Exercise set:
• 1. Decide whether each statement below agrees with the Swiss pavilion report. Answer yes or no for each, and quote the words from the report that settle it.
(a) The unofficial guide gave the US pavilion maximum points.
(b) The Swiss pavilion can take up to 1,000 visitors per hour.
(c) The Expo runs from March 25 to September 25.
• 2. Please return the passage of the Swiss pavilion report from "Scientists believe the" up to and including "visitors per hour.", copied without any change.
• 3. Name every country mentioned in the Swiss pavilion report.

Page extract:
┏━━

Initial fears that Switzerland’s presentation at the Expo could confuse or alienate Japanese visitors have so far proven unfounded.
An unofficial guide to the exhibition – published ahead of Friday’s opening - awarded Switzerland four out of a possible five stars. Only the US and South Korean pavilions received maximum points.
"This accolade suggests that we are taking the right approach," said Philippe Neeser, Deputy Commissioner-General to the Swiss pavilion.
"So I’m confident that six months from now Switzerland’s contribution to the Expo will be judged to have been a success."
Before that, Switzerland and all other countries present in Japan will have to lure visitors away from what is anticipated to be the star attraction at the Expo: the fully-intact head of a mammoth recently uncovered in the Siberian permafrost.
Scientists believe the frozen remains could yield clues to the mystery of why the animal became extinct 10,000 years ago.
swissinfo, Ramsey Zarifeh in Aichi, Japan
The 2005 World Expo runs for six months from March 25 to September 25.
Switzerland’s pavilion at the global exhibition is called "The Mountain" and was built at a cost of SFr15 million ($12.7 million).
It will operate at a maximum capacity of 800 visitors per hour.
Swiss President Samuel Schmid is expected to visit the Expo site during an official visit to Japan in April.

┗━━

Extracted data:
┏━━

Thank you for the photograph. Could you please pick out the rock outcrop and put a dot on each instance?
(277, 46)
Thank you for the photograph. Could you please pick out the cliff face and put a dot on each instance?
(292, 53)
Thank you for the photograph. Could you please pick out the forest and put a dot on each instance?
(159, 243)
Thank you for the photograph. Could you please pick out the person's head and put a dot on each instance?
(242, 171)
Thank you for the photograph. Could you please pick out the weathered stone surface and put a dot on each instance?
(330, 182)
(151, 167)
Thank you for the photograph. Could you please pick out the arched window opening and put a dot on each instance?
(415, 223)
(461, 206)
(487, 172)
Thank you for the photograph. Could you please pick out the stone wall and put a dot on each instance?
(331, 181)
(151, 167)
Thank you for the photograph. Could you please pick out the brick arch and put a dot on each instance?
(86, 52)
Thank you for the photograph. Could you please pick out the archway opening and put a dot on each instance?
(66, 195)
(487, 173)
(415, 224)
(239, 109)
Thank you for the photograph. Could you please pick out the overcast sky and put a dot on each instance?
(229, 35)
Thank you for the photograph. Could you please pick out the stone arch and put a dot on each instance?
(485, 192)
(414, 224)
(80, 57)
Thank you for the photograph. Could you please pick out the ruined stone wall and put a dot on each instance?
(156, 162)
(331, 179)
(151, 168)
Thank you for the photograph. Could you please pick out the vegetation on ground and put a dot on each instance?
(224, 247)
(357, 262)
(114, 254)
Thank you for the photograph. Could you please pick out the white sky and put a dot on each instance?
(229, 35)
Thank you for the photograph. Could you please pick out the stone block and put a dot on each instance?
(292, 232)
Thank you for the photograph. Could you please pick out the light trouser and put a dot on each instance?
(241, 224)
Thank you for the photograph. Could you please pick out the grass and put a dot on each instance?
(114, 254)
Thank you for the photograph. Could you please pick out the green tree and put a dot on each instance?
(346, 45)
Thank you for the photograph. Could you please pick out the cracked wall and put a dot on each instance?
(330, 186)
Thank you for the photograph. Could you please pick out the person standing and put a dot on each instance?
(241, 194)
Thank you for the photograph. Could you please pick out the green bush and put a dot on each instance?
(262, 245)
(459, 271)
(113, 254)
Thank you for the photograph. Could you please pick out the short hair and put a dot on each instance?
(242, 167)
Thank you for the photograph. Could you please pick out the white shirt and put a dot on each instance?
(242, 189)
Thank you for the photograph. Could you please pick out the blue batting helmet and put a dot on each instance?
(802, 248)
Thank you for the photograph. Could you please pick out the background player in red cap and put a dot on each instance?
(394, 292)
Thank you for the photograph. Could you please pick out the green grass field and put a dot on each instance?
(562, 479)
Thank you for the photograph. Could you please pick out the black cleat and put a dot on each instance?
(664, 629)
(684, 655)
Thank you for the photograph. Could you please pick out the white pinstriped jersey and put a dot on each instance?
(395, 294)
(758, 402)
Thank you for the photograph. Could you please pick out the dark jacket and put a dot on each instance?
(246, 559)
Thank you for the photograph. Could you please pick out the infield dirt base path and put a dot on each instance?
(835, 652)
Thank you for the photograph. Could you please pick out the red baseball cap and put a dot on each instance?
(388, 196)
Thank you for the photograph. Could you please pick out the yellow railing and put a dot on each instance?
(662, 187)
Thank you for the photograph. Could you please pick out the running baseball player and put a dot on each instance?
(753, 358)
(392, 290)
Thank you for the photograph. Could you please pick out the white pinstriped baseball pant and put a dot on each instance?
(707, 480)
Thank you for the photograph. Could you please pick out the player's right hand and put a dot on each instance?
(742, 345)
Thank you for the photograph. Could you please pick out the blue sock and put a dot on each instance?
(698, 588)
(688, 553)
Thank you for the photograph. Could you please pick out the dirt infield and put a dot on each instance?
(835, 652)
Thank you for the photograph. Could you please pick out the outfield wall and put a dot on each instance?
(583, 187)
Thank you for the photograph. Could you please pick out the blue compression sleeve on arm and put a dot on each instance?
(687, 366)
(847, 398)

┗━━

Replies:
• 1.
(a) Yes: "Only the US and South Korean pavilions received maximum points."
(b) No: "It will operate at a maximum capacity of 800 visitors per hour."
(c) Yes: "The 2005 World Expo runs for six months from March 25 to September 25."

• 2.
Scientists believe the frozen remains could yield clues to the mystery of why the animal became extinct 10,000 years ago.
swissinfo, Ramsey Zarifeh in Aichi, Japan
The 2005 World Expo runs for six months from March 25 to September 25.
Switzerland’s pavilion at the global exhibition is called "The Mountain" and was built at a cost of SFr15 million ($12.7 million).
It will operate at a maximum capacity of 800 visitors per hour.

• 3. Switzerland, Japan, the US, South Korea